Autism and answering my son’s tough questions


I would have to say that one of the hardest things in raising an autistic child is answering their perceptive and sometimes rather difficult questions. I sometimes have to really think it over before I volunteer an answer to one of my son’s unexpected questions. I also need to shield my son from the news because he is very sensitive and he easily expresses his feelings relating to sad and difficult situations and gets very emotional and very upset. I remember one such question which to this day still haunts me because I really struggled in finding the right words in answering this specific question and I had to make it understandable to him.

I will share some of his questions just to give insight into a young child’s mind who is inquisitive, autistic and very sensitive. To start this writing exercise I will have to take you back to the time of my childhood as a 2 year old and then advance to my son’s early childhood when he was a 2 year old to give some perspective.

Back in 1963 when I was a 2 year old I have no real recollection of the events or memories of the day specifically but I do have a collection of articles and books which were collected by my mom and dad regarding the tragic day in question. The day was November 22, 1963 which was a very sad day for our country and for the Kennedy family. I remember my mom telling me she was heartbroken when she heard the news and she cried and was in total shock but she still had to make sure I was fed and changed. In a way I took her mind off of that sad event for a short time.

My dad was very interested in reading about John F. Kennedy and his acts of heroism during the war and his duties as commander of the PT-109 and his days studying at Harvard University. I was born 2 days before John F. Kennedy took the oath of office as the 35th president of the United States. On that day when our president was assassinated it was the so called “end of innocence” for our country and my dad shared with me his experiences when he first heard the tragic news and what he said was that he and his fellow ironworkers stood in stunned silence when word got out and they just cried and embraced each other. They ceased work for the day and my dad was so upset about it that he just drove for miles in total silence not wanting to hear the news heading home to comfort mom and me.

**Given entries**
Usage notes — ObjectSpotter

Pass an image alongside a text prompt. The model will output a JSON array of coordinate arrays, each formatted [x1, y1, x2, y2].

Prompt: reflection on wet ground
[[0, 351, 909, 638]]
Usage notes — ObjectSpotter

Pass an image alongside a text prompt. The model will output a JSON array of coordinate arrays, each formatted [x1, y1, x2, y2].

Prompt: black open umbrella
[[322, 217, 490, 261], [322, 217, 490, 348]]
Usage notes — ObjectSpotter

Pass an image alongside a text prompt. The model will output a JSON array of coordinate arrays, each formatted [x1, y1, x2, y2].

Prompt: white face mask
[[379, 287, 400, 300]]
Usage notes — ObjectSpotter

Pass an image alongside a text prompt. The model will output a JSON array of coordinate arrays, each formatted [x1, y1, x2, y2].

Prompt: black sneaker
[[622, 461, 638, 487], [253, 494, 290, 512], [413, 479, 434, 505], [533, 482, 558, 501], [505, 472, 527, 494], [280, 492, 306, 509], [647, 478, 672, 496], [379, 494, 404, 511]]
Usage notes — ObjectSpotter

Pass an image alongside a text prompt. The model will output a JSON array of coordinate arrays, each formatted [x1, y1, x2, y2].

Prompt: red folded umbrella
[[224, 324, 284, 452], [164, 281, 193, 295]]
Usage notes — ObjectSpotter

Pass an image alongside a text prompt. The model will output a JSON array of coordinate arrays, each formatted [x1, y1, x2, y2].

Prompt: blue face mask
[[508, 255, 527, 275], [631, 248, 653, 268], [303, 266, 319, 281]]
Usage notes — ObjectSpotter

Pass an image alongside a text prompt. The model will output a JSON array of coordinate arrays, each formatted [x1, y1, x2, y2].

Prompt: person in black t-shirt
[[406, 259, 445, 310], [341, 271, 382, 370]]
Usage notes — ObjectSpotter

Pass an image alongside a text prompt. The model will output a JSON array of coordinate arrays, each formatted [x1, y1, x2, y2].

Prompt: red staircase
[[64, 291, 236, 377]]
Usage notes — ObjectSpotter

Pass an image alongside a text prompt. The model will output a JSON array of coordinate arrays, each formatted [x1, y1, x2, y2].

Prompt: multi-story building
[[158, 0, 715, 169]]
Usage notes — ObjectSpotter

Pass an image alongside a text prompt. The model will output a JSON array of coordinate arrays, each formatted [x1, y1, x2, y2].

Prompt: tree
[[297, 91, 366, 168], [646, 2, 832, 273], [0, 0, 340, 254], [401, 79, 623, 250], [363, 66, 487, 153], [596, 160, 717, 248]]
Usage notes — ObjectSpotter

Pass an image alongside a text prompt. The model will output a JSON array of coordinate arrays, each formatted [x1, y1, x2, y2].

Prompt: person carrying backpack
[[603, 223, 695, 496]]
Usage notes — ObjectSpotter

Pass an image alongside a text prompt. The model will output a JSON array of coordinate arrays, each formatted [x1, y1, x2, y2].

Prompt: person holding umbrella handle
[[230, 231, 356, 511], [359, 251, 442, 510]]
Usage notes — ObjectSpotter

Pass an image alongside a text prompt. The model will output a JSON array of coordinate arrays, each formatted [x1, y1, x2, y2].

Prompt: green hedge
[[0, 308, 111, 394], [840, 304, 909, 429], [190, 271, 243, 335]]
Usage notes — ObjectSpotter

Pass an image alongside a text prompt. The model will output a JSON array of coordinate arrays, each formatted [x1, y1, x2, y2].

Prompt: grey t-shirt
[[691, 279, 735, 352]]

**Written tasks**
1. Extract the portion of the essay on autism and a son's tough questions starting with "I will share" and going on through "give some perspective.".
2. Write what comes next in the essay on autism and a son's tough questions, beginning after its final sentence.

**Results of the tasks**
1.
I will share some of his questions just to give insight into a young child’s mind who is inquisitive, autistic and very sensitive. To start this writing exercise I will have to take you back to the time of my childhood as a 2 year old and then advance to my son’s early childhood when he was a 2 year old to give some perspective.

2.
Now I advance to when my son was a two year old and his mom was taking him to the dentist for an appointment. The date was September 11, 2001 and it seemed like any typical pre-fall day as it was sunny and very mild. But when the planes hit the World Trade Center and the Pentagon and the vision of the horror from the news reports became reality I was in total shock viewing the images on the internet and I was unable to comprehend the events and what transpired that day. All I could think of was getting home to my wife and son just like my dad felt back in 1963. It was surreal watching the news and seeing clips of those planes exploding into those buildings literally every 5 minutes it seemed as they kept rerunning those haunting images. All I could think of was those poor people on the planes and the ones trapped in the buildings. My son was too young to understand what was happening but now each year when he hears the dates November 22, 1963 and September 11, 2001 he gets very upset because he knows what happened on both those days.

My son learned of John F. Kennedy from seeing the books my parents shared with me and a book I picked up for my son of his autobiography geared for a young student. He knew President Kennedy was assassinated as well as Martin Luther King and Robert Kennedy from learning it in school like I did and reading about them in his textbooks. He asked me a question so innocently and with real concern and I know he was very upset about it. The question as he asked it was like this. Upon seeing the story of his life and learning how he died he asked me “Why would someone kill our president and a daddy when he has such young children and a wife?” I was trying to answer him in a way that explained the truth but it was very hard because I could see my son very upset about it.

It reminds me of the time in my childhood when I learned of the plight of the Jews during WW II and the tragic loss of life at the hands of a brutal dictator. I dread the day when my son learns of this and sometimes I know we have to discuss events such as these but it is so very difficult to do so. My son has a very sensitive side about him and it really pains me to talk about these sad realities. Sometimes I wonder how the teachers approach such difficult subjects. We can not deny the truth but we also need to know how to present the facts in a way that is not damaging to a young child’s mind.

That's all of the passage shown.